**PROMPT A:** Using the excerpt about Vick's time at Virginia Tech below, decide whether each statement agrees with it: (i) Vick finished third in Heisman Trophy voting in 1999; (ii) Vick served 26 months in federal prison; (iii) Vick's 2017 Sports Hall of Fame class had five members. For each, answer yes or no and quote the deciding words from the excerpt.
* BEGIN EXCERPT TO READ *
In his two seasons on campus, Vick (pictured, left) threw for 3,299 yards and 21 touchdowns — averaging 9.6 yards per attempt on 56 percent completions, in an era where anything over 50 was considered above-average — while adding an electrifying 1,299 yards and 17 touchdowns on the ground. Vick led the Hokies to a 22-2 record, a Big East championship and appearance in the BCS national title game as a redshirt freshman in 1999, a campaign that saw him finish third in Heisman Trophy voting.

He was essentially a combination of Vince YoungJohnny Manziel and Allen Iverson, in a time when the I-formation and pocket passers still ruled college football.

But there is, of course, the non-football side of Vick’s life.

In the prime of his career — he came 26 passing yards short of a 2,500/1,000 season in 2007 — Vick’s NFL career essentially ended when he was convicted of running a dogfighting ring and served 21 months in federal prison. And all throughout that time, Virginia Tech was tangentially related to the biggest villain in sports.

Still, Virginia Tech announced earlier this month that Vick was a member of its 5-person 2017 Sports Hall of Fame class, to be inducted on Friday, Sept. 22. Vick’s inclusion generation a petition that has drawn more than 2,500 signatures protesting the decision.
* END EXCERPT TO READ *
* BEGIN SOURCE MATERIAL *
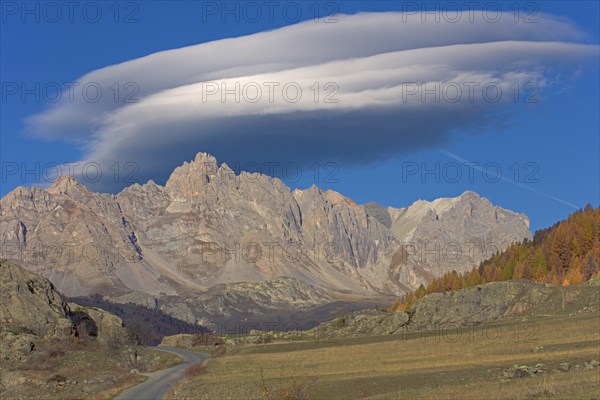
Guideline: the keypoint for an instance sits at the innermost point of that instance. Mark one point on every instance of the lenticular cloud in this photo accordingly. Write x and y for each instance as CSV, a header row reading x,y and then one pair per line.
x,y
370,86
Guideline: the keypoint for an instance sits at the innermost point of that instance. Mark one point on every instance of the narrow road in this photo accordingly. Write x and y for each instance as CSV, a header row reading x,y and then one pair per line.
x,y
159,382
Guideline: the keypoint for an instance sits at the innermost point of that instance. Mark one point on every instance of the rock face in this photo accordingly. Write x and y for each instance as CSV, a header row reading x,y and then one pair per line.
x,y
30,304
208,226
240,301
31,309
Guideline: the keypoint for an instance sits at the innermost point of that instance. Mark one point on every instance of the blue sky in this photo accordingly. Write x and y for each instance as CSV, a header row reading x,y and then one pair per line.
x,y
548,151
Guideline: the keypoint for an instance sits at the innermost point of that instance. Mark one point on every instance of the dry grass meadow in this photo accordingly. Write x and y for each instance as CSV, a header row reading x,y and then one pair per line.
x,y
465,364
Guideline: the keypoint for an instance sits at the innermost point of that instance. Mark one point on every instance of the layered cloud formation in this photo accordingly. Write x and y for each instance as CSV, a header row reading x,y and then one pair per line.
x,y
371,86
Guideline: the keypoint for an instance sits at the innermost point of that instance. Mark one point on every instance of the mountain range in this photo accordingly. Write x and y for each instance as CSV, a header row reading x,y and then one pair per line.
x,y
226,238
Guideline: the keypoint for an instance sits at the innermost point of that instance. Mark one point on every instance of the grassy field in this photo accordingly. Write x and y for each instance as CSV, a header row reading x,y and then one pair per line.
* END SOURCE MATERIAL *
**PROMPT B:** Reproduce the records, starting with the line that contains "of the blue" and going on through the end of the records, with the requests included. Increase every coordinate in the answers by 123.

**RIGHT ANSWER A:**
(i) Yes: "a campaign that saw him finish third in Heisman Trophy voting"
(ii) No: "served 21 months in federal prison"
(iii) Yes: "a member of its 5-person 2017 Sports Hall of Fame class"

**RIGHT ANSWER B:**
Guideline: the keypoint for an instance sits at the innermost point of that instance. Mark one point on every instance of the blue sky in this photo accordingly. Write x and y for each instance as CSV, a header row reading x,y and then one pair per line.
x,y
671,274
Guideline: the keypoint for an instance sits at the innermost point of that instance. Mark one point on every instance of the dry grass meadow in this photo accordingly. Write x and y for each instance as CSV, a header row reading x,y and then one pair per line.
x,y
588,487
Guideline: the keypoint for an instance sits at the innermost point of that instance. Mark one point on every instance of the layered cloud formation in this photo accordingly. Write x and y for each instance as CSV, a header row reading x,y and then one pair per line.
x,y
494,209
Guideline: the keypoint for an instance sits at the innermost point of that instance. Mark one point on every instance of the mountain range in this photo accordingly. Write x and y for each instance as CSV, a header row reading x,y and then one pair per line.
x,y
349,361
Guideline: the keypoint for an instance sits at the innermost point of that instance. Mark one point on every instance of the grassy field in this photo accordingly. Write x and y for each instance as CSV, a header row reading x,y and then one pair per line.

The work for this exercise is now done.